→ **Problem description**: Render the rows below as a numbered list, omitting blank lines. Begin at the line that contains "the stone column" and stop after the line that contains "point(500, 362)".

Rows excerpted from a collection
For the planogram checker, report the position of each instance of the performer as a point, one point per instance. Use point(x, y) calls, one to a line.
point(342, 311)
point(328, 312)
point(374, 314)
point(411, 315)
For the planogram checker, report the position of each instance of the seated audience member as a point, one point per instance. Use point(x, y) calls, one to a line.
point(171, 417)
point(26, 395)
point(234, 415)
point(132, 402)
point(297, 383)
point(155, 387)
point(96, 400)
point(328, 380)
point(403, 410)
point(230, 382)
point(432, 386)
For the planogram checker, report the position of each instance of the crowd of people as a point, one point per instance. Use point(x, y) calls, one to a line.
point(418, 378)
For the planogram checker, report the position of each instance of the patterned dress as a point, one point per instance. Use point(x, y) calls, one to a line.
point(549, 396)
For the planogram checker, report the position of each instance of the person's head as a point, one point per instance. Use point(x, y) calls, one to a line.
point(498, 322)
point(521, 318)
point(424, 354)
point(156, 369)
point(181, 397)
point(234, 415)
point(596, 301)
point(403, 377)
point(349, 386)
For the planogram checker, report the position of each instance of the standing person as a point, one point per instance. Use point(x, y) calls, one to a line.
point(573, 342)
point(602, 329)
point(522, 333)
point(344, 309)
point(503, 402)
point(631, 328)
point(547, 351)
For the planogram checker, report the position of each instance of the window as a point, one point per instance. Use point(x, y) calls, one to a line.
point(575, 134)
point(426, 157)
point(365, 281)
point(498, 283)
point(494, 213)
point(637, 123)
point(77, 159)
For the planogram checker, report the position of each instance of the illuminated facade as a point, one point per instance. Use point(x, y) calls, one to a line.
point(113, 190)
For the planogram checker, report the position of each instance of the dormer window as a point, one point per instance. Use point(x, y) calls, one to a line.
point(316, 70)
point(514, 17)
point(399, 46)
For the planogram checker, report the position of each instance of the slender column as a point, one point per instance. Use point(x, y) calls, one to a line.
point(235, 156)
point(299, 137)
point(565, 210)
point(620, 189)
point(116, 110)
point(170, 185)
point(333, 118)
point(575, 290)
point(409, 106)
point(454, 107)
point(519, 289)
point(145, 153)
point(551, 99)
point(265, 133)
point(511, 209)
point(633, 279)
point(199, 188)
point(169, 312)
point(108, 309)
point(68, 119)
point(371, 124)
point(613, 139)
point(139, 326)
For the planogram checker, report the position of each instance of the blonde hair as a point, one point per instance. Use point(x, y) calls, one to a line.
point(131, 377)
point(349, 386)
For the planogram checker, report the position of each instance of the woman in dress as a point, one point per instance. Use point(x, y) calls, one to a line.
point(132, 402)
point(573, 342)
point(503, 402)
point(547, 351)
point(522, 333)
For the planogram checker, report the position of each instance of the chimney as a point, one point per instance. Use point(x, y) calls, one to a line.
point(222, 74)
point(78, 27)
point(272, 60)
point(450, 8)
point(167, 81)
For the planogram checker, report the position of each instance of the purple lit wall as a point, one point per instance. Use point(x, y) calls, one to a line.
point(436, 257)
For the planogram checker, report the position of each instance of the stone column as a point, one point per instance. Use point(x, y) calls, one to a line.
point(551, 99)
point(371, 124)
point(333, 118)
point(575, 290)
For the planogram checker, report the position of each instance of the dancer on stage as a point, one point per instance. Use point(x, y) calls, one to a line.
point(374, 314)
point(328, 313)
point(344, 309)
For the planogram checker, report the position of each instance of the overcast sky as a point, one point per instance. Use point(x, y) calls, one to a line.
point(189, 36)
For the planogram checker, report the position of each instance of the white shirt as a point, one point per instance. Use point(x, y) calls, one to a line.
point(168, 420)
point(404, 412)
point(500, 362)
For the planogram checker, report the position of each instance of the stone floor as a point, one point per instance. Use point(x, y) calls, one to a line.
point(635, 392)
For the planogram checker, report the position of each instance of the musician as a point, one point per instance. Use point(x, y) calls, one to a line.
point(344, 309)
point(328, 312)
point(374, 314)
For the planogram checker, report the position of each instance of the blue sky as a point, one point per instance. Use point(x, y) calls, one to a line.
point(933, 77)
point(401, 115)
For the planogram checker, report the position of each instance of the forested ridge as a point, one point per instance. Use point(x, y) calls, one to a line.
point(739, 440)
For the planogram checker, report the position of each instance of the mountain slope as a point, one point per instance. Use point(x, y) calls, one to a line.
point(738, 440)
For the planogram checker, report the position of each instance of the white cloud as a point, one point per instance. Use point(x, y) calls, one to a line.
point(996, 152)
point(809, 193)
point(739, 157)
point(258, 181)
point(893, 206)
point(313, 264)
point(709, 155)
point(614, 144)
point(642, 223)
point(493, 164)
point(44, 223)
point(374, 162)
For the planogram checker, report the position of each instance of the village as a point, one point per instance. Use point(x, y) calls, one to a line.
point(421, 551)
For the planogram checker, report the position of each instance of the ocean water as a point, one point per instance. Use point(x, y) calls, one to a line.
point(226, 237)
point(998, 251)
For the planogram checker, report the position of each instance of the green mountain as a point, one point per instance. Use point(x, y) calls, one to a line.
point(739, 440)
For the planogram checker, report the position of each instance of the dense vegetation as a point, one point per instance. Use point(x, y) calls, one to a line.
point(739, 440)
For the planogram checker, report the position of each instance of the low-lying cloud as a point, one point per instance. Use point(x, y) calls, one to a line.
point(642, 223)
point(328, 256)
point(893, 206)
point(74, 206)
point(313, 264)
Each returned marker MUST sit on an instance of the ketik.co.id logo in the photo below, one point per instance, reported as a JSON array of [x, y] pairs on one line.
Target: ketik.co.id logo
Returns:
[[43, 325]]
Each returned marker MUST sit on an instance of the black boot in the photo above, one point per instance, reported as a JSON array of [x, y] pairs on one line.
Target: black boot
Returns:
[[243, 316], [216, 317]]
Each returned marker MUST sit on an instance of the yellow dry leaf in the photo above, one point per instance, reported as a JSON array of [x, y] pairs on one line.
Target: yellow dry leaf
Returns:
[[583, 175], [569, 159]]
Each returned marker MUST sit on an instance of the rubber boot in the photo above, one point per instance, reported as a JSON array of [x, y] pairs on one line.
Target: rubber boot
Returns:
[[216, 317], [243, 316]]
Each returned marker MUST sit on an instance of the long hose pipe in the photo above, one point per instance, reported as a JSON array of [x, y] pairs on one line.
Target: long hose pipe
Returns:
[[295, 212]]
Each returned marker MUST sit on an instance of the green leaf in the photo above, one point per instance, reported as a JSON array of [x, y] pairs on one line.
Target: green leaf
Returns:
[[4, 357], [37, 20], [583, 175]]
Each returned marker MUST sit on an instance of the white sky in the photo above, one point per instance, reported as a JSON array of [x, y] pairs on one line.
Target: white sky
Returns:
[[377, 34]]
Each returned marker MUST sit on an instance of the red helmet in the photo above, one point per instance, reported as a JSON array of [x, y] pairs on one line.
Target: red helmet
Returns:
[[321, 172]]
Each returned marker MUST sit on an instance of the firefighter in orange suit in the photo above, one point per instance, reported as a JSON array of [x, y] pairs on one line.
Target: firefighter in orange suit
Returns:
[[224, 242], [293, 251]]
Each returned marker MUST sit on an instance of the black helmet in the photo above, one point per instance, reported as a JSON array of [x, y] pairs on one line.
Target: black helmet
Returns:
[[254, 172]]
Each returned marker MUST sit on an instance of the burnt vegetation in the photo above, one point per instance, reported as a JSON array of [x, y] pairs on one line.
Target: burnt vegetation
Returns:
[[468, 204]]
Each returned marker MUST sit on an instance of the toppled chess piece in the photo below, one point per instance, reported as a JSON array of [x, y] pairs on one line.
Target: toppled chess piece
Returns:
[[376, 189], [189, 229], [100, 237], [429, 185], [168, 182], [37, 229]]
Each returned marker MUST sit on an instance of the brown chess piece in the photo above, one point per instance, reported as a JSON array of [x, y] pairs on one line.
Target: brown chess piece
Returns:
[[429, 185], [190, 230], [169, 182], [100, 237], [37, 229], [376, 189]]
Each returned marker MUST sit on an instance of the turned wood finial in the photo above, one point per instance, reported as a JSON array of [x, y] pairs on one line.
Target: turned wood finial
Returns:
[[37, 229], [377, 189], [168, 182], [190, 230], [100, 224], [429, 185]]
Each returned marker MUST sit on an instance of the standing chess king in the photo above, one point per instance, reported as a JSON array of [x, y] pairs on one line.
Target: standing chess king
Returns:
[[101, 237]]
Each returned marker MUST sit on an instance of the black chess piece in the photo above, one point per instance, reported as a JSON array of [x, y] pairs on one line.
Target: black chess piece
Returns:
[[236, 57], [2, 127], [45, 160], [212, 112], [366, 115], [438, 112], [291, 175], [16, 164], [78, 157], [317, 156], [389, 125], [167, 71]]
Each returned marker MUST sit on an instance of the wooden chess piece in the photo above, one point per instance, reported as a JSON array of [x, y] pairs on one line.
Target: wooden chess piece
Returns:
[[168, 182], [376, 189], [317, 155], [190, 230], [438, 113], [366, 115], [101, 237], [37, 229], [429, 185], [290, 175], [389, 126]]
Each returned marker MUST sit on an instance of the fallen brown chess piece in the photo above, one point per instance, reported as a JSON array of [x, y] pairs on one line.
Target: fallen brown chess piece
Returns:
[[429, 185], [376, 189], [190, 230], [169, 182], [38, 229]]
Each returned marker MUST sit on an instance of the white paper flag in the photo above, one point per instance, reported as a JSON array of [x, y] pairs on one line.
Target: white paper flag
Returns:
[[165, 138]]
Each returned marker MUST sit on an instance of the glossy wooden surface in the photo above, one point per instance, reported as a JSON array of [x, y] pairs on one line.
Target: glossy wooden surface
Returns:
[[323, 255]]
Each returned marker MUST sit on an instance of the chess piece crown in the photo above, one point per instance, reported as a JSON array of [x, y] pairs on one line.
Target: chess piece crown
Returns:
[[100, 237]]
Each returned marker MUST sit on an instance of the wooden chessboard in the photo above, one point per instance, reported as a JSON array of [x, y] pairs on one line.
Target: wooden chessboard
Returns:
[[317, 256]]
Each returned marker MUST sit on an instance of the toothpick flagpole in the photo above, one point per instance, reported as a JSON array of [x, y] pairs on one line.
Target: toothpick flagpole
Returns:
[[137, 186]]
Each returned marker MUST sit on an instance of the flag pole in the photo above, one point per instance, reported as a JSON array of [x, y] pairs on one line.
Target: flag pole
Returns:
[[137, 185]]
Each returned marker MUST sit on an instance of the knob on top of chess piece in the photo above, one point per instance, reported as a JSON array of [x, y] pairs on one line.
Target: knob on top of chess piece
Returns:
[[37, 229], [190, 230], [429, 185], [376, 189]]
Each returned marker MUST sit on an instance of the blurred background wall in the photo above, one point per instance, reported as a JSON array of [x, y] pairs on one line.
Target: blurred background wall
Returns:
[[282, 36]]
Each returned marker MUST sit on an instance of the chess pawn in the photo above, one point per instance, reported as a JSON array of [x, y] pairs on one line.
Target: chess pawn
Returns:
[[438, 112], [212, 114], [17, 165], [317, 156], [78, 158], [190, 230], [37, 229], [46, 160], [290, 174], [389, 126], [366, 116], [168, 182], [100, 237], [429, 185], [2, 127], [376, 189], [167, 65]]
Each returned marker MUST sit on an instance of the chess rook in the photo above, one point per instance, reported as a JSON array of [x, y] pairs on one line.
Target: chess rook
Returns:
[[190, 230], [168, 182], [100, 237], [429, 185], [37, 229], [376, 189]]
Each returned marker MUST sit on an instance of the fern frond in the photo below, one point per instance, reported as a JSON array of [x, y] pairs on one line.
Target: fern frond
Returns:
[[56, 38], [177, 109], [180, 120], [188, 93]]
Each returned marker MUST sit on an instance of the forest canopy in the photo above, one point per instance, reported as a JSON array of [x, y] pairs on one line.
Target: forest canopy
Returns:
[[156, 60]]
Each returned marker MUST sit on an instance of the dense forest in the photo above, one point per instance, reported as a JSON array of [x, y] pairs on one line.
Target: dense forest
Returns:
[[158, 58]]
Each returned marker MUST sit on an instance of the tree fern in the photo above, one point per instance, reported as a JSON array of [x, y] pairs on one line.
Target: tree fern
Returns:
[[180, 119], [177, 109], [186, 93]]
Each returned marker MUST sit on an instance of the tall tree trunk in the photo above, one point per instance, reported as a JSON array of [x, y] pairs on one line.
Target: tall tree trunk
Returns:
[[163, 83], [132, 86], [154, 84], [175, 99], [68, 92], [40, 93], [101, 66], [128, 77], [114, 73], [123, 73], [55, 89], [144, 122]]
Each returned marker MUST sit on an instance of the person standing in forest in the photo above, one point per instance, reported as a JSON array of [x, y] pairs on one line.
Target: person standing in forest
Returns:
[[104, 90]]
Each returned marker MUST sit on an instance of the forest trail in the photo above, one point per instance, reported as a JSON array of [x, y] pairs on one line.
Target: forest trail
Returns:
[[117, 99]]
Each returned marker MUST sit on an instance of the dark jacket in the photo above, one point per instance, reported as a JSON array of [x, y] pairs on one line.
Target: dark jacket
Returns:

→ **Full answer**:
1. For the planogram checker, report the position of each instance of the stone column as a point, one point per instance. Use point(x, y) calls, one to a line.
2. point(551, 99)
3. point(371, 124)
4. point(333, 118)
5. point(575, 290)
6. For the planogram checker, report the position of each instance of the dancer on stage as a point, one point per instance. Use point(x, y) calls, one to a line.
7. point(374, 314)
8. point(328, 313)
9. point(344, 309)
10. For the planogram checker, report the position of each instance of the overcast sky as a point, one point per instance. Use point(x, y) calls, one to a line.
11. point(189, 36)
12. For the planogram checker, report the position of each instance of the white shirt as a point, one point per instance. Use point(x, y) calls, one to a line.
13. point(168, 420)
14. point(404, 412)
15. point(500, 362)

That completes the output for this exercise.